* Task directions
Please copy the lines of the material below without any change, beginning at the line that contains "the white shirt" and stopping after the line that contains "column 211, row 165".

====== Records provided ======

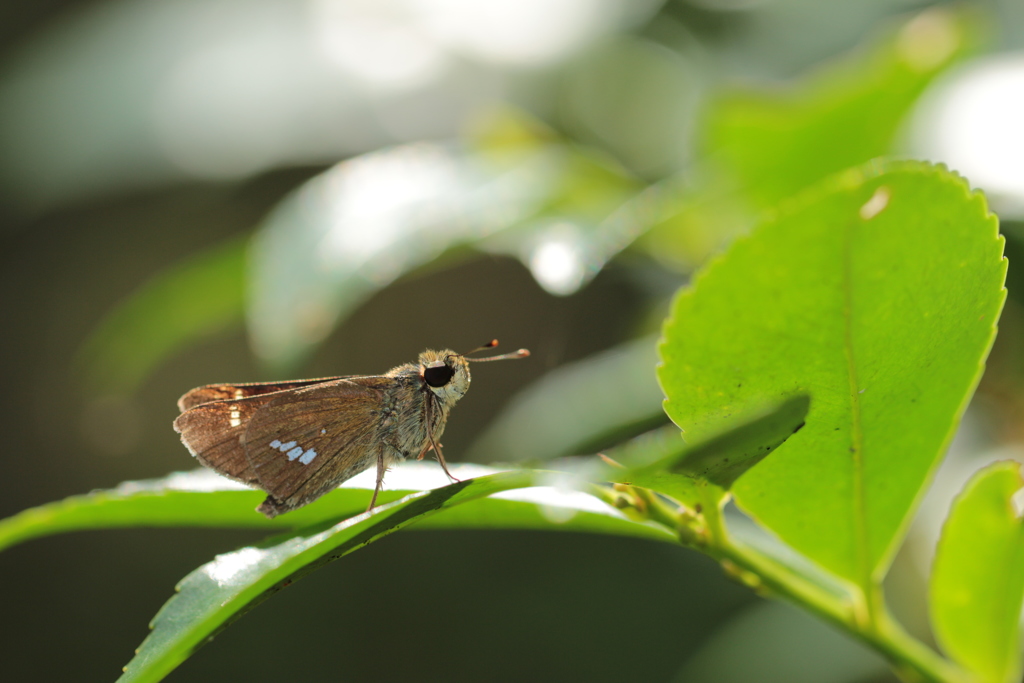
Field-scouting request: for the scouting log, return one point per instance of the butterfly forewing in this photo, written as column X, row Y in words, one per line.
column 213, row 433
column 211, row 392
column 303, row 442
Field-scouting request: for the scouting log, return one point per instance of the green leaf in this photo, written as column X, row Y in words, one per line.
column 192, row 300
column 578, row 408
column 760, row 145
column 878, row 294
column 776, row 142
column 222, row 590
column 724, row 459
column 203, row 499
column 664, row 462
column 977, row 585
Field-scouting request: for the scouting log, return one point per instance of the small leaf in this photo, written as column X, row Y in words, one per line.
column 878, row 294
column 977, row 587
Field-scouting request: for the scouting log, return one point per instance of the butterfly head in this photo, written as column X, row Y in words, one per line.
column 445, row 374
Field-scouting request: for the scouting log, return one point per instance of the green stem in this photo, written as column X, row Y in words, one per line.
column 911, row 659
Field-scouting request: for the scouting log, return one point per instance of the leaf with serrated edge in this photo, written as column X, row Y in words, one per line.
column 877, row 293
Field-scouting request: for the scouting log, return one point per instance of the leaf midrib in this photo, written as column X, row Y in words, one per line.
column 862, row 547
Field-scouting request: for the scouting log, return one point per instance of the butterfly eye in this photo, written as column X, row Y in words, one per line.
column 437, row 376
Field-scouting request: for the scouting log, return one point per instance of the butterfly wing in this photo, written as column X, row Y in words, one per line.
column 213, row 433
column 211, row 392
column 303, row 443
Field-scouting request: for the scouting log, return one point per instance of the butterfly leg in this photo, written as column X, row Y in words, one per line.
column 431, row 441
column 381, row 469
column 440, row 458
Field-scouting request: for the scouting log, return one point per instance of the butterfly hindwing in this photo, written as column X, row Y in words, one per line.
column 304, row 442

======
====== Records provided ======

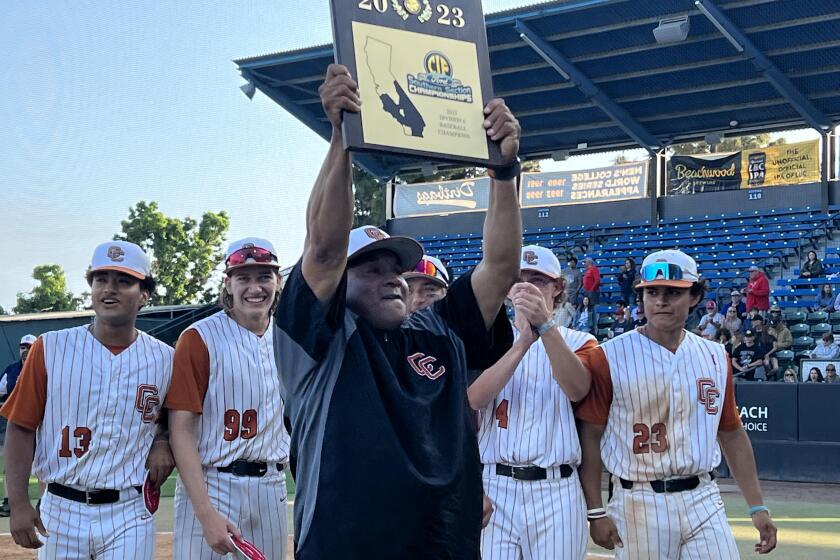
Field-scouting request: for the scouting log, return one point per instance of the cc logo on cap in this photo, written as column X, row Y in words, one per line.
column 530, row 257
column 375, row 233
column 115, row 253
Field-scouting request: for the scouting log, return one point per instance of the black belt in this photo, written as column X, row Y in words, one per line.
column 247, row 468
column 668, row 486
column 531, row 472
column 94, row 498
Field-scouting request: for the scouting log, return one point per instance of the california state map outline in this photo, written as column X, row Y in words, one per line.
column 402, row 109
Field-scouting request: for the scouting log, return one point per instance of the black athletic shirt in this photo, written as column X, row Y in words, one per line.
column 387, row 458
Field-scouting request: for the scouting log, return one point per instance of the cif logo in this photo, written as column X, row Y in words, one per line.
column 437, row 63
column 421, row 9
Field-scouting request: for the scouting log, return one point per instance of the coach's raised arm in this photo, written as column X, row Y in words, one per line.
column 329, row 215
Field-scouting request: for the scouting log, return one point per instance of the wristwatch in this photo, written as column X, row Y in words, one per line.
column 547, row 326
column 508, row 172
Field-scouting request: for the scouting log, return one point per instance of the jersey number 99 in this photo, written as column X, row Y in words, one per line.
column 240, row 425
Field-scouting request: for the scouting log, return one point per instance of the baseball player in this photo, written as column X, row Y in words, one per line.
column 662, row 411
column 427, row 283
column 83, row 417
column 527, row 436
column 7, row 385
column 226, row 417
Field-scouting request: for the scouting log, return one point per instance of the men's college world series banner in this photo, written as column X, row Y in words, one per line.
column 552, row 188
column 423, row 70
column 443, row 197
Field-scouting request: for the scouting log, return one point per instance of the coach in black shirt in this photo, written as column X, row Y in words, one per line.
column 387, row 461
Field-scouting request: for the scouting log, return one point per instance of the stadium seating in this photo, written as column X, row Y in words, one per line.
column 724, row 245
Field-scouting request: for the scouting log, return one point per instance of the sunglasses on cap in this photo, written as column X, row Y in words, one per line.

======
====== Records provided ======

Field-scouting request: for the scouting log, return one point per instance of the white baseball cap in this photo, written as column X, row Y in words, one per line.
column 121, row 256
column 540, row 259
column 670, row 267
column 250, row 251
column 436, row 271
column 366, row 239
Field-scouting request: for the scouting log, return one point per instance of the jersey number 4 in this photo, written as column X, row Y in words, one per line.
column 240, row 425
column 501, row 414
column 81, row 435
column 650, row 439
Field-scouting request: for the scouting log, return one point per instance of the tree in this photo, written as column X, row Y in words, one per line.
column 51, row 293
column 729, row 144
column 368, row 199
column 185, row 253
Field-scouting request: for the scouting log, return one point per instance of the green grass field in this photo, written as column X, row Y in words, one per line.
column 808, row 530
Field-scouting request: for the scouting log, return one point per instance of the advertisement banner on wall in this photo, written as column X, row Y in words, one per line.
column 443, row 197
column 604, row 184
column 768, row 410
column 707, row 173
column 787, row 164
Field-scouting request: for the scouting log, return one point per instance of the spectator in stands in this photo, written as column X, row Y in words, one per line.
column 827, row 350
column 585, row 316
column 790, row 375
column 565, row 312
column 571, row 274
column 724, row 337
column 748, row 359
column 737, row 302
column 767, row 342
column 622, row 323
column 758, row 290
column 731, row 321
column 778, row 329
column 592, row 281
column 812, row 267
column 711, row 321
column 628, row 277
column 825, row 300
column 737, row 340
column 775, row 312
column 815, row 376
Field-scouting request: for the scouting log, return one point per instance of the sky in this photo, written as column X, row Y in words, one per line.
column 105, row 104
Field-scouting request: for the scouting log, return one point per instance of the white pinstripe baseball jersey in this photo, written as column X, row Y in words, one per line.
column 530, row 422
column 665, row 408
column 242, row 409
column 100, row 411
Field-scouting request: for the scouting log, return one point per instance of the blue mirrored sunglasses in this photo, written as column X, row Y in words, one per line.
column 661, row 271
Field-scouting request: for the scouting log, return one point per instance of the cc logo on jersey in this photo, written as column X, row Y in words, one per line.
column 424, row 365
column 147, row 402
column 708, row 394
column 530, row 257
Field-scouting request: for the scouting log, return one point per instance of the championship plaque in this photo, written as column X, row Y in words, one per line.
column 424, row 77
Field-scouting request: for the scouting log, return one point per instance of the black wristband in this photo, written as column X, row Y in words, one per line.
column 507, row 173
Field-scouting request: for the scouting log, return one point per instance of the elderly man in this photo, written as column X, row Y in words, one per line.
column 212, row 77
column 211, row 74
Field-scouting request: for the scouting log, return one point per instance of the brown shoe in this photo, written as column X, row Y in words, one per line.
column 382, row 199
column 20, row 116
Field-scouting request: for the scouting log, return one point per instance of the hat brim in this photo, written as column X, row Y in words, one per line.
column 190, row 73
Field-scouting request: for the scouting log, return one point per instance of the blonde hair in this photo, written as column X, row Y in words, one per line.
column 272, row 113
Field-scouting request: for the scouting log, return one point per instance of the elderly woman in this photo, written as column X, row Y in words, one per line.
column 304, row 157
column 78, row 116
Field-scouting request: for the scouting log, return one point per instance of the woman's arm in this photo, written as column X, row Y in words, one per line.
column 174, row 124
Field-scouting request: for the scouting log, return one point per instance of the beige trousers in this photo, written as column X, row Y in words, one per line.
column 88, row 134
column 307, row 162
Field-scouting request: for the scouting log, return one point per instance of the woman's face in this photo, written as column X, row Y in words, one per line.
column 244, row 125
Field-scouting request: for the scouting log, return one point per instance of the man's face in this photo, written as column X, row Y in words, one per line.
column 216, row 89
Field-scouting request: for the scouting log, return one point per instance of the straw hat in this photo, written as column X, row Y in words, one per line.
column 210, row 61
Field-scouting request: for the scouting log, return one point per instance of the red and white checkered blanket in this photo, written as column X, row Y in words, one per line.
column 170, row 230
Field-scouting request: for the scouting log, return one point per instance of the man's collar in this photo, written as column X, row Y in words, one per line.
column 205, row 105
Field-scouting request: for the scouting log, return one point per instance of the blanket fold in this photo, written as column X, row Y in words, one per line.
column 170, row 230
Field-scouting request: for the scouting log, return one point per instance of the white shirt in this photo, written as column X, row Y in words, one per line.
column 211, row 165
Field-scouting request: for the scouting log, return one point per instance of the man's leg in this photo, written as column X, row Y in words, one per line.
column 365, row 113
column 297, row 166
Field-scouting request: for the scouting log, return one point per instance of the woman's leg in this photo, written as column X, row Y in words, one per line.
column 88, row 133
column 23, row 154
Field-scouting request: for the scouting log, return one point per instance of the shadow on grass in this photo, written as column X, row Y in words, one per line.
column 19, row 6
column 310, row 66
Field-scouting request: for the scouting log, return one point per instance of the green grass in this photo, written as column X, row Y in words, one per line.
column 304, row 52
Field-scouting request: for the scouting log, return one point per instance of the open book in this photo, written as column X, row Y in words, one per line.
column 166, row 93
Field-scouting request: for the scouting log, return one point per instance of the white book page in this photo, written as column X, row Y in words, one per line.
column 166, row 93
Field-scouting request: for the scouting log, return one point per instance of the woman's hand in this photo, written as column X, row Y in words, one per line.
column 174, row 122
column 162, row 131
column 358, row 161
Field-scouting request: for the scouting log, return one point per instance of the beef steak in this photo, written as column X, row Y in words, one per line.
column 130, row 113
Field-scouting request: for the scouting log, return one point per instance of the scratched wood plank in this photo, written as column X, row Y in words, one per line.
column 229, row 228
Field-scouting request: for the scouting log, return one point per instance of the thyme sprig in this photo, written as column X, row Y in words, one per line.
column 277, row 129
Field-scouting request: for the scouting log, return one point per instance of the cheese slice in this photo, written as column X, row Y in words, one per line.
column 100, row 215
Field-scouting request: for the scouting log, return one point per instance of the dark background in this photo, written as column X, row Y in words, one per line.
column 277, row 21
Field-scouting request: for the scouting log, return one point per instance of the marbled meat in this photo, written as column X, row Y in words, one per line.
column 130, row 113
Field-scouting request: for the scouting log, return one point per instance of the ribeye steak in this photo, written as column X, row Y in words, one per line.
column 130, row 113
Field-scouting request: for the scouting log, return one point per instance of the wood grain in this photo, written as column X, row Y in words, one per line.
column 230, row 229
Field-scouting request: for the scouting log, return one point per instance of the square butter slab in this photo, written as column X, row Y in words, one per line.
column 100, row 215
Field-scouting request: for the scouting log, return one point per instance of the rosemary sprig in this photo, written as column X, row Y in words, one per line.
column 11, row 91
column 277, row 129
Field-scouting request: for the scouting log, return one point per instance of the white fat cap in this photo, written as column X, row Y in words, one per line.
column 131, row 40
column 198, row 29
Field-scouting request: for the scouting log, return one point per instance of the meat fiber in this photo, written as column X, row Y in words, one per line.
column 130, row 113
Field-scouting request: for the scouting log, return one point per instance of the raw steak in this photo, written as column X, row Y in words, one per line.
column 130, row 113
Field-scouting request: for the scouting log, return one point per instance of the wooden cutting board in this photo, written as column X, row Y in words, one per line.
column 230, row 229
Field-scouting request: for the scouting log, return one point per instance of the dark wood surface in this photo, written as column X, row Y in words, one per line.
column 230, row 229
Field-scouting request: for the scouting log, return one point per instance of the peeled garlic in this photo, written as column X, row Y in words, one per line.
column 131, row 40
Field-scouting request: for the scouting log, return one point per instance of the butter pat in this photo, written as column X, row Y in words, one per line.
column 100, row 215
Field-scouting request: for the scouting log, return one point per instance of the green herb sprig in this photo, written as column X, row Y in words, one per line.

======

* Exercise answer
Field-scouting request: for the scouting log, return one point per instance of the white shirt in this photo, written as column X, row Y in words, one per line.
column 211, row 165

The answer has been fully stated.